Caroline Lamarche, Nous sommes à la lisière

« La mort plate »

Dune nou­velle à l’autre Cathe­rine Lamarche nous place à la lisière de deux mondes où se croisent humains en déroute et ani­maux presque sau­vages vers d’improbables ren­contres. Cha­cun tente de rejoindre l’autre, mais l’on ne sait qui, de la bête ou de l’humain, est en quête de pro­tec­tion.
Par­fois s’espèrent des « enfin » qui effa­ce­raient des inter­ro­ga­tions et des doutes au moment où cha­cun a envie de rebrous­ser che­min — même si, sou­vent, il ne semble appa­raître nulle clai­rière en vue, nulle route.

Caro­line Lamarche reste proche du monde de la sen­sa­tion et de l’émotion. Son écri­ture poé­tique fait entrer dans ce que Denis Roche nomma « la mort plate » au sujet de la pho­to­gra­phie. Comme elle, l’écriture ne peut pré­tendre à la réa­lité. La «mort» évo­quée par l’écrivaine est donc pro­vi­soire ou irre­ce­vable.
Elle n’est pas – et para­doxa­le­ment — en abîme du monde, elle ne peut qu’en repro­duire une sur­face tou­jours illu­soire que l’homme ou l’animal peut finir par rejeter.

* **Exercice 1**: Recopiez le passage du compte rendu de « Nous sommes à la lisière » qui commence à « Par­fois s’espèrent des » et se termine à « pro­vi­soire ou irre­ce­vable. ».
* **Exercice 2**: Relevez, dans l'ordre, toutes les expressions placées entre guillemets dans le compte rendu de « Nous sommes à la lisière », titre compris.
* **Exercice 3**: Poursuivez le compte rendu de « Nous sommes à la lisière » après sa dernière phrase.

[Lignes du jeu de données]
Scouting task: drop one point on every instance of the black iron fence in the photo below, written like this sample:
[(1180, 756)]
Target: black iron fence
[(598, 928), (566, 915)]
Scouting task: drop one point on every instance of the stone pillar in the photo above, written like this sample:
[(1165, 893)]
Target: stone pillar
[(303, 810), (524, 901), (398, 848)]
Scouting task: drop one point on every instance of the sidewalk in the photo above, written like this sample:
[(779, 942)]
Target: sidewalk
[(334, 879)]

* **Résultat attendu 1**:
Par­fois s’espèrent des « enfin » qui effa­ce­raient des inter­ro­ga­tions et des doutes au moment où cha­cun a envie de rebrous­ser che­min — même si, sou­vent, il ne semble appa­raître nulle clai­rière en vue, nulle route.

Caro­line Lamarche reste proche du monde de la sen­sa­tion et de l’émotion. Son écri­ture poé­tique fait entrer dans ce que Denis Roche nomma « la mort plate » au sujet de la pho­to­gra­phie. Comme elle, l’écriture ne peut pré­tendre à la réa­lité. La «mort» évo­quée par l’écrivaine est donc pro­vi­soire ou irre­ce­vable.

* **Résultat attendu 2**: « La mort plate », « enfin », « la mort plate », « mort »

* **Résultat attendu 3**:
Chaque nou­velle sou­met à une sorte de régime de fascination-répulsion là où tout pour­tant «s’encendre» (Beckett) pour mieux renaître et recom­men­cer. Un che­val nommé Men­songe emporte une enfant loin du monde men­songe des adultes, un écu­reuil exor­cise la folie ou l’ennui dans des forêts de songes vouées à la des­truc­tion par  les bou­le­ver­se­ments cli­ma­tiques mais où Mer­lin l’enchanteur pousse encore sa goua­lante.
Entre la sim­pli­cité nar­ra­tive et la sau­va­ge­rie sou­ter­raine à la lisière du chaos devenu le plat du jour de l’existant, le vivant bouge encore. Dans sa musique par­ti­cu­lière, l’absence tient com­pa­gnie à la déshérence.

On apprend aussi que l’union par­faite vient lorsque les visages se séparent. Dès lors, ce qu’on croit perdre n’est que trans­formé. Et les nou­velles mêlent le désert au désir. Reste à savoir lequel efface l’autre.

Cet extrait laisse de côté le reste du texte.